**WRITTEN INSTRUCTION**
Transcribe only the stretch of lines that opens with the line containing "Tag one spot per instance of the bird's" and closes with the last line of the listing, skipping pictures.

+++ RECORDS PROVIDED

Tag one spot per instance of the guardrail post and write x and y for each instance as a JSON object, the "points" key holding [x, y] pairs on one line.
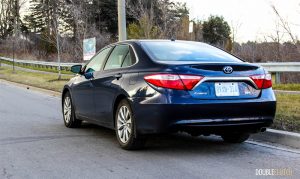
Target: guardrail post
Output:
{"points": [[277, 79]]}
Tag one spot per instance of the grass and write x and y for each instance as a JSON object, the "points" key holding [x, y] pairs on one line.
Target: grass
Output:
{"points": [[54, 70], [288, 112], [46, 81], [289, 87], [288, 105]]}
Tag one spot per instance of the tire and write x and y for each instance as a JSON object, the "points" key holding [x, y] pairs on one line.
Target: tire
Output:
{"points": [[235, 138], [69, 112], [126, 129]]}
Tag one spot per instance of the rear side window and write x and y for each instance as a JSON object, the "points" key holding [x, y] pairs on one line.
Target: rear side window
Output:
{"points": [[117, 56], [96, 62], [129, 59], [186, 51]]}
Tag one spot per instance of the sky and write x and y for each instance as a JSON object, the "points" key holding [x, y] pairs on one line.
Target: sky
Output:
{"points": [[253, 19]]}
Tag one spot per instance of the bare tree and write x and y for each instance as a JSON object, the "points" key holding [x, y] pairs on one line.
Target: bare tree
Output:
{"points": [[284, 24]]}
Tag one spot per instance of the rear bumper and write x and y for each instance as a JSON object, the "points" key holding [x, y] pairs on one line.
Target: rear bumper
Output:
{"points": [[204, 116]]}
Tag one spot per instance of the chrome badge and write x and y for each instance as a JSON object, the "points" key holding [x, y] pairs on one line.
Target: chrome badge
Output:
{"points": [[227, 69]]}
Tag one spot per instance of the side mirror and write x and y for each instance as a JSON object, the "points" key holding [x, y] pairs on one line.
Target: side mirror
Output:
{"points": [[89, 75], [76, 69]]}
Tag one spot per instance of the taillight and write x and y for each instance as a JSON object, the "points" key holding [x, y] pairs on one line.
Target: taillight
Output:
{"points": [[173, 81], [262, 81]]}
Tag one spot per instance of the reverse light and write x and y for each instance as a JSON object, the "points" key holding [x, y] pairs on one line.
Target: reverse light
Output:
{"points": [[173, 81], [262, 81]]}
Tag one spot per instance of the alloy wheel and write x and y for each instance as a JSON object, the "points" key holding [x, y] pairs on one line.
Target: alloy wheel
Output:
{"points": [[124, 124], [67, 109]]}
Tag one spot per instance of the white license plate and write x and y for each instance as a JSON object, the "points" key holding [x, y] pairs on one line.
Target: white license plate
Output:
{"points": [[227, 89]]}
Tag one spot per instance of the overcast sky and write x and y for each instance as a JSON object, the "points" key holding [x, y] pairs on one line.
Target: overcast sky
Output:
{"points": [[254, 18]]}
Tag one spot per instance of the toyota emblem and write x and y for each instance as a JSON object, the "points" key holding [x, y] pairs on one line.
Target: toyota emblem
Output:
{"points": [[227, 69]]}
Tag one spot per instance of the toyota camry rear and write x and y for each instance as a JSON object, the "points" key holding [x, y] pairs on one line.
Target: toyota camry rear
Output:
{"points": [[156, 86]]}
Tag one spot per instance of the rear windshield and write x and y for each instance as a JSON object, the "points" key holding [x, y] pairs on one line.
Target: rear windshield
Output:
{"points": [[186, 51]]}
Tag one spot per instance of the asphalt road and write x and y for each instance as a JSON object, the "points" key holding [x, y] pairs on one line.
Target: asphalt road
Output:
{"points": [[35, 144]]}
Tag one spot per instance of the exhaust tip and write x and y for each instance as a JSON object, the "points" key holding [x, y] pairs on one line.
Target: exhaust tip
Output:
{"points": [[263, 129]]}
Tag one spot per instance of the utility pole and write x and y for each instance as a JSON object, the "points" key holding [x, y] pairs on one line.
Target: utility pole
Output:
{"points": [[57, 45], [122, 20], [16, 16]]}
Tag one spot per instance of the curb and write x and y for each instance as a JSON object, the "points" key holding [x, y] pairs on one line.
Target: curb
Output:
{"points": [[290, 139]]}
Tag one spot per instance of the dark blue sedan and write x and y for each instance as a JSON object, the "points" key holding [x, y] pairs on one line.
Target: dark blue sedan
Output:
{"points": [[143, 87]]}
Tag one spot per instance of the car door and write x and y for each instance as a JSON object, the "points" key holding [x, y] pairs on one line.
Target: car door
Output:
{"points": [[108, 83], [83, 88]]}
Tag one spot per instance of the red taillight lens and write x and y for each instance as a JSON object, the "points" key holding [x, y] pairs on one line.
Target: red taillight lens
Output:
{"points": [[173, 81], [262, 81]]}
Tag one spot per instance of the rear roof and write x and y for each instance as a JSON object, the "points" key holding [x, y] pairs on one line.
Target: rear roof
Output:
{"points": [[177, 51]]}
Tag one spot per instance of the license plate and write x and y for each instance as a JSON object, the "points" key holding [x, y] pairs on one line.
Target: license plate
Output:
{"points": [[227, 89]]}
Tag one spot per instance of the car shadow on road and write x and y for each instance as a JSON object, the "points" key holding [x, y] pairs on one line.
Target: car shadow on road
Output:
{"points": [[169, 142]]}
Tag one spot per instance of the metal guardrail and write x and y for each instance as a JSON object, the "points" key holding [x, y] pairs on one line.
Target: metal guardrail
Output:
{"points": [[273, 67], [42, 64]]}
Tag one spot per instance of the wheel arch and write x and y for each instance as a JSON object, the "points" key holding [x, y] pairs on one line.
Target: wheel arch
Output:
{"points": [[118, 99]]}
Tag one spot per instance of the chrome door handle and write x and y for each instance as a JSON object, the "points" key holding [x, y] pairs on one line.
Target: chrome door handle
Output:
{"points": [[118, 76]]}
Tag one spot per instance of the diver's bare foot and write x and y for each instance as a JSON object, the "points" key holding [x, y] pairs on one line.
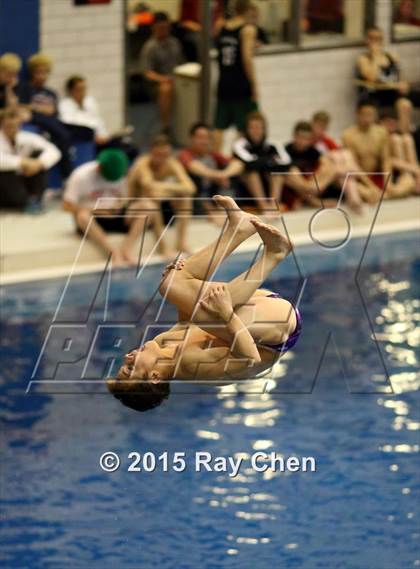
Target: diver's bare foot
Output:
{"points": [[274, 240], [237, 217]]}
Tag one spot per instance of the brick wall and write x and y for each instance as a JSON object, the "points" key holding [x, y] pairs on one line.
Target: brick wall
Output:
{"points": [[87, 40]]}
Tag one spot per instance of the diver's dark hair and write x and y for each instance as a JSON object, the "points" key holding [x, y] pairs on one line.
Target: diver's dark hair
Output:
{"points": [[148, 396]]}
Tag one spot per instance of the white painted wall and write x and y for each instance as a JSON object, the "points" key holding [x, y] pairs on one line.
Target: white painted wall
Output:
{"points": [[87, 40], [293, 86], [90, 39]]}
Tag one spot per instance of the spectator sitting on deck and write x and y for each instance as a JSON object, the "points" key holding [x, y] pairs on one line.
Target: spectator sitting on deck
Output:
{"points": [[314, 176], [158, 59], [97, 195], [211, 172], [404, 160], [80, 109], [380, 81], [24, 159], [10, 65], [80, 112], [160, 176], [42, 103]]}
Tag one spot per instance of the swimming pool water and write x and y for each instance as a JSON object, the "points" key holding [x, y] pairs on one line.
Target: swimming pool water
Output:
{"points": [[358, 511]]}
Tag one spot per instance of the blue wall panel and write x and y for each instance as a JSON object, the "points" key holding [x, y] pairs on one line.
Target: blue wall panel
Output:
{"points": [[19, 26]]}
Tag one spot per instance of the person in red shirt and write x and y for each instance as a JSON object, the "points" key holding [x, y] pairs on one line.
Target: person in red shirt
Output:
{"points": [[211, 172]]}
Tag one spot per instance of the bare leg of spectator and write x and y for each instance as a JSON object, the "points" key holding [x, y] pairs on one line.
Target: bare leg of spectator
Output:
{"points": [[165, 101], [276, 182], [140, 213], [183, 209]]}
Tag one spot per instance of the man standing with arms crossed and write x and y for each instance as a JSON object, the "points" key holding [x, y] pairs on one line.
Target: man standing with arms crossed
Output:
{"points": [[237, 93]]}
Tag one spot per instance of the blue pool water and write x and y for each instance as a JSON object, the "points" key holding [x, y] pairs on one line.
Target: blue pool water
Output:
{"points": [[358, 511]]}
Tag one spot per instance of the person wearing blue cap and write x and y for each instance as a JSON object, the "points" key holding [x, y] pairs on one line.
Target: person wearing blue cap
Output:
{"points": [[97, 195]]}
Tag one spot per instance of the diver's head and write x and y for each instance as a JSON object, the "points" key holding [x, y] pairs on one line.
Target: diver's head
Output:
{"points": [[139, 383]]}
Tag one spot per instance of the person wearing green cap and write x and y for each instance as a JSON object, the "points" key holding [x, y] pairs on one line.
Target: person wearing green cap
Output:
{"points": [[96, 194]]}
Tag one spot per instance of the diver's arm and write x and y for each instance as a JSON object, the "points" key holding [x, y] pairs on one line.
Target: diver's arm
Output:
{"points": [[218, 303]]}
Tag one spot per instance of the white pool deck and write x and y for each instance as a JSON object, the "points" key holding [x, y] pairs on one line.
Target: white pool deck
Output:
{"points": [[34, 247]]}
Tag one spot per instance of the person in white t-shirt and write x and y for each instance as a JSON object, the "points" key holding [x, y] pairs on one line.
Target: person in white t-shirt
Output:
{"points": [[25, 158], [96, 194]]}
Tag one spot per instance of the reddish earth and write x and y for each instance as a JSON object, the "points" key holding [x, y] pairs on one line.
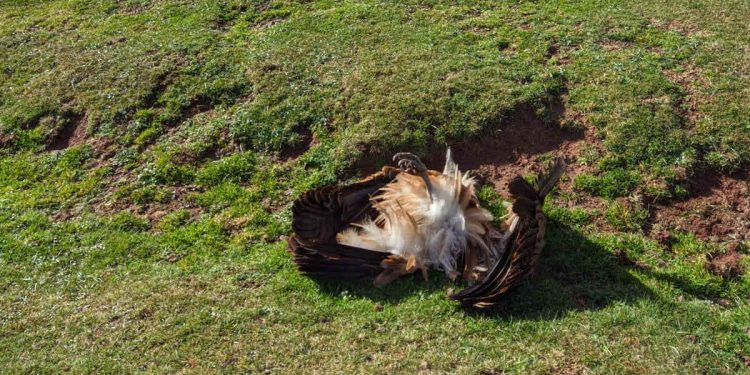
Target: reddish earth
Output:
{"points": [[717, 210], [516, 149], [72, 133]]}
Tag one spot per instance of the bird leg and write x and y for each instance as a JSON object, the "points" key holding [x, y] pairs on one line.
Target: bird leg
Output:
{"points": [[410, 163]]}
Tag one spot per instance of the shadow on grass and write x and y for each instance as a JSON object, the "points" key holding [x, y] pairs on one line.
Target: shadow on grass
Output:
{"points": [[574, 274]]}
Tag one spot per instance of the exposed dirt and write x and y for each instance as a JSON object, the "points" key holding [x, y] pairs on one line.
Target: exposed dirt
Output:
{"points": [[71, 133], [307, 140], [717, 210], [728, 264], [689, 78], [515, 149]]}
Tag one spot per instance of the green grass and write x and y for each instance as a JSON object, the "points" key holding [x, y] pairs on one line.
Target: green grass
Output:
{"points": [[158, 245]]}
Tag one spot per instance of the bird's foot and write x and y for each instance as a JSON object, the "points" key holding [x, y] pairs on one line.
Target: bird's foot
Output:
{"points": [[411, 164]]}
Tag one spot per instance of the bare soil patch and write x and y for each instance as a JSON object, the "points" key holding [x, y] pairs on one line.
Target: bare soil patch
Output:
{"points": [[514, 149], [717, 210], [73, 132]]}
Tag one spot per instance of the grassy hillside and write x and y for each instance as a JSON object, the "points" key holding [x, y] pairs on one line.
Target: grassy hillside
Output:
{"points": [[150, 151]]}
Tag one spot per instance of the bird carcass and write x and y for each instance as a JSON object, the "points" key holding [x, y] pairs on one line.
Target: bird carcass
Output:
{"points": [[408, 219]]}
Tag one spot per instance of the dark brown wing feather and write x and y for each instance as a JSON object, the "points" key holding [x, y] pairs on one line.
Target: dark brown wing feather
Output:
{"points": [[524, 246], [319, 214]]}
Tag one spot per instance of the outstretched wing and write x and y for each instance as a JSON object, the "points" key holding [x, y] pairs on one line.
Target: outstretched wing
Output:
{"points": [[319, 214], [527, 230]]}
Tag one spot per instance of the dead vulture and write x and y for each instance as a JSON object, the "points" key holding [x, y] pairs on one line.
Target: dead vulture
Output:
{"points": [[404, 219]]}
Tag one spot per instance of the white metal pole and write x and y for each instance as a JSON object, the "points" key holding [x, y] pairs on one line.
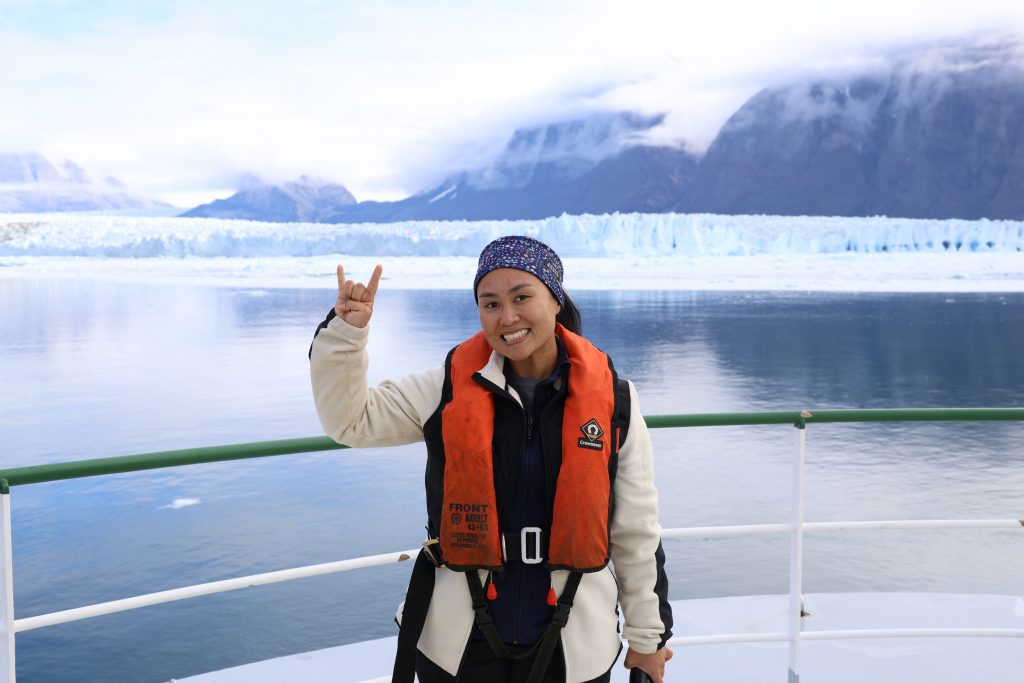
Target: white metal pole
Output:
{"points": [[7, 588], [797, 556]]}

++++++

**TASK ANSWER**
Tag one spot per instance of the bird's foot and write x and y for each instance as a JSON object, the "points" key holding [x, y] pairs on one line.
Target: bird's foot
Output:
{"points": [[411, 164]]}
Tag one spot per instance of the bare soil patch and write x and y for each instance as a JSON object, the "points" key holding [x, y] pairs on one line.
Target: bare soil patch
Output:
{"points": [[514, 149], [717, 210], [73, 132]]}
Tag one spot per instance of the grassy hillside and write x and y for each instance as a JSON object, the "points" key holding [x, y] pairs on one line.
Target: grassy hillside
Output:
{"points": [[150, 151]]}
Tag one spot per instance of the bird carcass and write x and y for each instance as a JSON object, the "points" key holding [x, y] pairs on one line.
Target: bird carcass
Output:
{"points": [[408, 219]]}
Tag one spot per instance of the dark brown wing feather and write x and y for each instance as a JSON object, the "points" key holding [x, y] pairs on one line.
Target: dark brown wing feather
Output:
{"points": [[524, 246], [319, 214]]}
Tag one spot per instance of the outstretched wing and write x and y for each instance as a JSON object, the "points" key holding [x, y] pairs on one line.
Target: outstretched wing
Output:
{"points": [[319, 214], [527, 230]]}
Tag one spot per instance of the dead vulture and write x and y for each instance as a JSON object, the "points" key holding [x, y] pairs on one line.
Target: dead vulture
Output:
{"points": [[404, 219]]}
Tag one spot per instance of the white metal pole and write x and y for each instance as a JSON object, the "points" key holding [x, y] pairs on one line.
Target: white metal pole
Output:
{"points": [[7, 588], [797, 556]]}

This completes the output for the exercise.